EXERCISE GOAL - Give every line from the entries that contains "wooden".

DATA -

......

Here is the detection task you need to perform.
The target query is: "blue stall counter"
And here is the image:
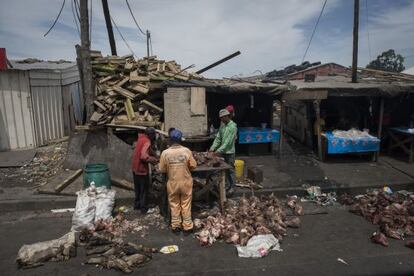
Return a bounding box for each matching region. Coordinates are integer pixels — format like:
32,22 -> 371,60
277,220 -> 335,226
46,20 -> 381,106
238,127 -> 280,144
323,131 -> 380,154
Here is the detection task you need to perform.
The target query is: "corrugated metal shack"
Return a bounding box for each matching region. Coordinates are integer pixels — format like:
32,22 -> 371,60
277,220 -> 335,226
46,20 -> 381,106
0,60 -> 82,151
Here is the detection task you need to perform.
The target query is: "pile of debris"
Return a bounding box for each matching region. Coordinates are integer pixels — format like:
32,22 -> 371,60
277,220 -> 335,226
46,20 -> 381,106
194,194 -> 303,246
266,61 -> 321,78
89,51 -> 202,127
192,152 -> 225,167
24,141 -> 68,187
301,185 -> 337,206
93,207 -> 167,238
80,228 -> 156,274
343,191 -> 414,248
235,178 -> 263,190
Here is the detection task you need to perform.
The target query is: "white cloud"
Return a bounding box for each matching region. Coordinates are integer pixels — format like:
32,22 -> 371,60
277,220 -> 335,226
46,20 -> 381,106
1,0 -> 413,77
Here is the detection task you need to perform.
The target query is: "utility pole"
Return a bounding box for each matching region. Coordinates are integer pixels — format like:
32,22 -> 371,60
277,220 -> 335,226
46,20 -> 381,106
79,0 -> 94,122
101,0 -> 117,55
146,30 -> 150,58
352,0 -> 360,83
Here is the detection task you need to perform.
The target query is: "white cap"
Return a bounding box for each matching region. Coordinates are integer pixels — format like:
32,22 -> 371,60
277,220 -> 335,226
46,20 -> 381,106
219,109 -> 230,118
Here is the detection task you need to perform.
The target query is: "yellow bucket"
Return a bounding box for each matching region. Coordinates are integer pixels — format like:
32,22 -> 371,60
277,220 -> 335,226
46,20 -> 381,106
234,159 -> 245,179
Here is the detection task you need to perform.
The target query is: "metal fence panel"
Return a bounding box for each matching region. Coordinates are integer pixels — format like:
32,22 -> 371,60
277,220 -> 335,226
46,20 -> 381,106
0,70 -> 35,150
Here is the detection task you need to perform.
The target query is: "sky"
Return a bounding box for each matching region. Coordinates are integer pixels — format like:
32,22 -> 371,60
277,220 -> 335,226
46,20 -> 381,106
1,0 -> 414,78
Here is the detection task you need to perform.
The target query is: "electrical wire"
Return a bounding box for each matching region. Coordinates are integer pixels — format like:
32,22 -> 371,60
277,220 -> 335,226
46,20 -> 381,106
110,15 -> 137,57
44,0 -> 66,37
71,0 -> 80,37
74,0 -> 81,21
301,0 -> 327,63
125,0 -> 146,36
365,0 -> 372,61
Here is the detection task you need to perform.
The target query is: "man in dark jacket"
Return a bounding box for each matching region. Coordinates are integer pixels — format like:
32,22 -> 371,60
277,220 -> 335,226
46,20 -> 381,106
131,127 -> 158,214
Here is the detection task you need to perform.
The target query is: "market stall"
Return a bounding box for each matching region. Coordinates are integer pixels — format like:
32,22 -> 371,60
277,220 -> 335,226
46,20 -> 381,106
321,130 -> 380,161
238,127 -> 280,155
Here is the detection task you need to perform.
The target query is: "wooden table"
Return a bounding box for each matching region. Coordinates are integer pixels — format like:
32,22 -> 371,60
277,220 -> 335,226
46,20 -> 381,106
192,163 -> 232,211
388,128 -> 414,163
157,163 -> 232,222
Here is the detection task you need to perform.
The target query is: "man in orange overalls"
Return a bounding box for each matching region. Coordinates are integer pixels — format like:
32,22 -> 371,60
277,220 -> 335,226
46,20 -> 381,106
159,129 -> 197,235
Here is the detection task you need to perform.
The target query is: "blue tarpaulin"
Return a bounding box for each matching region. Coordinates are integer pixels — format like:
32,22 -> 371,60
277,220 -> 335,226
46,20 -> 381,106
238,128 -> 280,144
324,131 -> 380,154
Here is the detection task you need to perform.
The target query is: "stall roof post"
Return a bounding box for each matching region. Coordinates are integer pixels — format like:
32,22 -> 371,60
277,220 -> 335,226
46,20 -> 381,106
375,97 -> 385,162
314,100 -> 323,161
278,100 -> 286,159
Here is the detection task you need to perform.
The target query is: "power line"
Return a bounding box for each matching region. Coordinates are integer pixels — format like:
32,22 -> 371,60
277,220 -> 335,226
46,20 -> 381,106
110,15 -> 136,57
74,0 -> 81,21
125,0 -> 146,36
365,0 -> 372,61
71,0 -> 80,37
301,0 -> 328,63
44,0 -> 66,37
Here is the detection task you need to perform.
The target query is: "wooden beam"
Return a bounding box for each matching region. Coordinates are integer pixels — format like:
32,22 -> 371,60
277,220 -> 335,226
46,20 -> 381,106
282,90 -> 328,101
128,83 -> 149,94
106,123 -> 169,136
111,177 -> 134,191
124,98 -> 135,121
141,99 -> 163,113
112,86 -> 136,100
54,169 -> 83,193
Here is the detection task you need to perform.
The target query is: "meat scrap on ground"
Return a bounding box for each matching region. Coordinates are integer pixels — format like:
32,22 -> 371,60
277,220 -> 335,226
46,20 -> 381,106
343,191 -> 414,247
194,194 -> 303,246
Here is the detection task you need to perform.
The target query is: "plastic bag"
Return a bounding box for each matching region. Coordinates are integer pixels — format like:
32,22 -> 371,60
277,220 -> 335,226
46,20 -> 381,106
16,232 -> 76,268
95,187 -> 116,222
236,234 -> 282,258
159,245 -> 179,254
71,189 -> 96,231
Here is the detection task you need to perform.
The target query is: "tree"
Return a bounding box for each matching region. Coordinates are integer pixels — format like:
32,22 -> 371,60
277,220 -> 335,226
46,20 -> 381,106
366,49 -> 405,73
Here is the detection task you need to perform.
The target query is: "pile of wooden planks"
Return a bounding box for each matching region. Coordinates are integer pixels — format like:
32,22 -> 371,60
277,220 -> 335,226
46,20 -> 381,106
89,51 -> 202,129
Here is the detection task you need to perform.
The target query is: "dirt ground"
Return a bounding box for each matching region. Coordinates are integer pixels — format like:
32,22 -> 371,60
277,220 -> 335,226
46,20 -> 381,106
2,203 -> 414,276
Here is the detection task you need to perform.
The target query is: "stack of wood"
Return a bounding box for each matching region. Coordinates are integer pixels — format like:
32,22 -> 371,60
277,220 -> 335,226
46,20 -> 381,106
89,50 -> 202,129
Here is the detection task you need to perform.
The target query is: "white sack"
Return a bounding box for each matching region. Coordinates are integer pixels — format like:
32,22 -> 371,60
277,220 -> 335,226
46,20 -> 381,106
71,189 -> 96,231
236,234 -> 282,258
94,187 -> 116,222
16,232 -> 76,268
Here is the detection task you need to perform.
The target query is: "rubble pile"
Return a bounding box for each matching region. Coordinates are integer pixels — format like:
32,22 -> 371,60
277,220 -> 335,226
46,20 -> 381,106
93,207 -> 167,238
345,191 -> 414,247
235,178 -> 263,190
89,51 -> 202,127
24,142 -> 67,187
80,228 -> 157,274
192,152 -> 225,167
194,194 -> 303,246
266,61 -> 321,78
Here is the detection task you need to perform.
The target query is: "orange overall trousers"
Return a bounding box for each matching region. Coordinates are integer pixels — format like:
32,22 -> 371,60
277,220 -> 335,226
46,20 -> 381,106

......

RESPONSE TO THIS TASK -
The target query is: "wooden table"
The target query is: "wooden beam"
The target query is: "pile of wooden planks"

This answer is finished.